Exercise set:
a) Answer these questions using the podcast outline about the Renewal Movement:
(i) In which city, province, and country was the Last Days Bible Conference held?
(ii) From whom did Lyndon take the term "Renewal Movement"?
(iii) In what year did the Seventh Day Adventists have massive outbreaks of tongues speaking?
b) List every person named in the podcast outline about the Renewal Movement.
c) Reproduce the podcast outline about the Renewal Movement word for word, taking everything from "LyndonUnger Lyndon Unger" down to "of the topic.".

— Start of Page extract —

Lyndon Unger: The History of the Renewal Movement

LyndonUnger Lyndon Unger is a pastor, teacher, and blogger at Watch Your Life and Doctrine Closely…, and recently spoke on the Renewal Movement at the Last Days Bible Conference in Calgary, Alberta, Canada. The first session of that conference in which he spoke was on the History of the Renewal Movement, and our podcast episode this month is further discussion of the topic.

Outline of the Discussion
  • Growing up in northern British Columbia, Lyndon's church kept growing as other churches in the area split, and people would come to his church. This exposed him to an eclectic mix of views in the church, including charismaticism.
  • He was further drawn into investigating and warning about the renewal movement around the time of the Strange Fire conference held at Grace Community Church (John MacArthur) in 2013.
  • Lyndon stole the term “Renewal Movement” from Jack Hayford, and uses it to avoid some of the confusion of definitions, as well as the “loaded” aspects of more traditional (or common) names to refer to the collection of movements that fall under Lyndon's banner of “Renewal”. Renewal refers to the renewal of the gifts of the Spirit.
  • Lyndon went back as far as the contemporaries of Martin Luther for history of Renewal. He mentions some of the Anabaptists.
  • Those in the Renewal look to Tongues as the big sign of their movement. Lyndon has, thus far, traced Tongues speaking as far back as the 1650s and the Quakers.
    • George Fox discouraged tongues, and was nervous about it.
    • The Quakers rejected Baptism and Communion.
    • Wesley rejected and spoke/wrote against the Quakers.
  • A sect of Jansenists called “the convulsionaire” followed the Quakers, and was located in France.
  • In 1864 the Seventh Day Adventists had massive outbreaks of tongues speaking when they first started.
  • The early Pentecostals (Asuza Street) traced their history through many clearly heretical groups and movenments.
  • Cane Ridge was an early 19th century tent revival movement in Kentucky where people would “get the jerks”. It was very similar to the Brownsville revival of the early 1990s.

— End of Page extract —
— Start of Data entries —

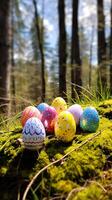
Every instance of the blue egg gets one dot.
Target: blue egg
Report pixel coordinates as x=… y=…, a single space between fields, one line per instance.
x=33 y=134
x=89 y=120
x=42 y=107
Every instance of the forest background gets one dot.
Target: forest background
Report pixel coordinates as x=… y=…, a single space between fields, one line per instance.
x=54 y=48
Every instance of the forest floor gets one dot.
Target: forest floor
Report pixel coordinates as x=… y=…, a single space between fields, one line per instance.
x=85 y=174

— End of Data entries —
— Start of Data entries —

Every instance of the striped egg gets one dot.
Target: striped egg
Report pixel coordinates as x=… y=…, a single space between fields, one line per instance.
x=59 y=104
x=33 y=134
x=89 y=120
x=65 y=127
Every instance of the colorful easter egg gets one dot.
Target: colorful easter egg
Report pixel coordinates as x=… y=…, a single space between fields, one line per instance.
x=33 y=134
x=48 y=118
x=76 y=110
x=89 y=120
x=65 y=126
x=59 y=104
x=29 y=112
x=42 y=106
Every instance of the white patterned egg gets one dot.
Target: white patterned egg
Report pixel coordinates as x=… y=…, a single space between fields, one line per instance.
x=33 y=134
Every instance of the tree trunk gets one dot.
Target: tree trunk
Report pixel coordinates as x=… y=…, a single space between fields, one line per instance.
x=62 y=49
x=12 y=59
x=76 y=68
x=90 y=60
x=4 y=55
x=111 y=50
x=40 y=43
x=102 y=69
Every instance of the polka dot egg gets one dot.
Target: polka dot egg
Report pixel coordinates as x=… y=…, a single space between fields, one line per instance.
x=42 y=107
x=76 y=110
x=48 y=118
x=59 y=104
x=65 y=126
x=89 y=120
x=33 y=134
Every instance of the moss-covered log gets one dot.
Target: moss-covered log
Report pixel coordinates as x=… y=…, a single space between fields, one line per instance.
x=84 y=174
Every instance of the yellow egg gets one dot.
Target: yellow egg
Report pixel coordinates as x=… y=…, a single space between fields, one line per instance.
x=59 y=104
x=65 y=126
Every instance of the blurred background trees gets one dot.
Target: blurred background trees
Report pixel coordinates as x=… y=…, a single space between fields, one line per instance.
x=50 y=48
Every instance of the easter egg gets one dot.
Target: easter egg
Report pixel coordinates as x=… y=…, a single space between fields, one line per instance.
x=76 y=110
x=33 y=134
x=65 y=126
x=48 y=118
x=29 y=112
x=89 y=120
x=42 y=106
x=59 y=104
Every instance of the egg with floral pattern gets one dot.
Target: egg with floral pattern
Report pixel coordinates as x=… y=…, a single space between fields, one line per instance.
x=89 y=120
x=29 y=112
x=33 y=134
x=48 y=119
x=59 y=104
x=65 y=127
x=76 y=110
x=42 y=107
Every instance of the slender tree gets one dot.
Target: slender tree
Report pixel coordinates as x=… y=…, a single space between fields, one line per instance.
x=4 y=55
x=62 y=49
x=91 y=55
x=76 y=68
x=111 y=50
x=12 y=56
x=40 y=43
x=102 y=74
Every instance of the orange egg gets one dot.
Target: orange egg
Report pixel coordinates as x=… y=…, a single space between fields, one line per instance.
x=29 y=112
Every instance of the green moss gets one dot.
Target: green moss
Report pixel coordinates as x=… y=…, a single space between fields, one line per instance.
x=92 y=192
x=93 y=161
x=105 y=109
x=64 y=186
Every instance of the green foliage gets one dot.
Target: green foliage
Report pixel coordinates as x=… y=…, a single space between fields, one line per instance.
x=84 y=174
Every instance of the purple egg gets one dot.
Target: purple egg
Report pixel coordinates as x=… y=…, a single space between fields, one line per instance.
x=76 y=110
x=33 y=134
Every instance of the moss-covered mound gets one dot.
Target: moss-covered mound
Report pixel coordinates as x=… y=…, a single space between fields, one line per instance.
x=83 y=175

— End of Data entries —

Solutions by task:
a)
(i) Calgary, Alberta, Canada
(ii) Jack Hayford
(iii) 1864

b) Lyndon Unger, John MacArthur, Jack Hayford, Martin Luther, George Fox, Wesley

c)
LyndonUnger Lyndon Unger is a pastor, teacher, and blogger at Watch Your Life and Doctrine Closely…, and recently spoke on the Renewal Movement at the Last Days Bible Conference in Calgary, Alberta, Canada. The first session of that conference in which he spoke was on the History of the Renewal Movement, and our podcast episode this month is further discussion of the topic.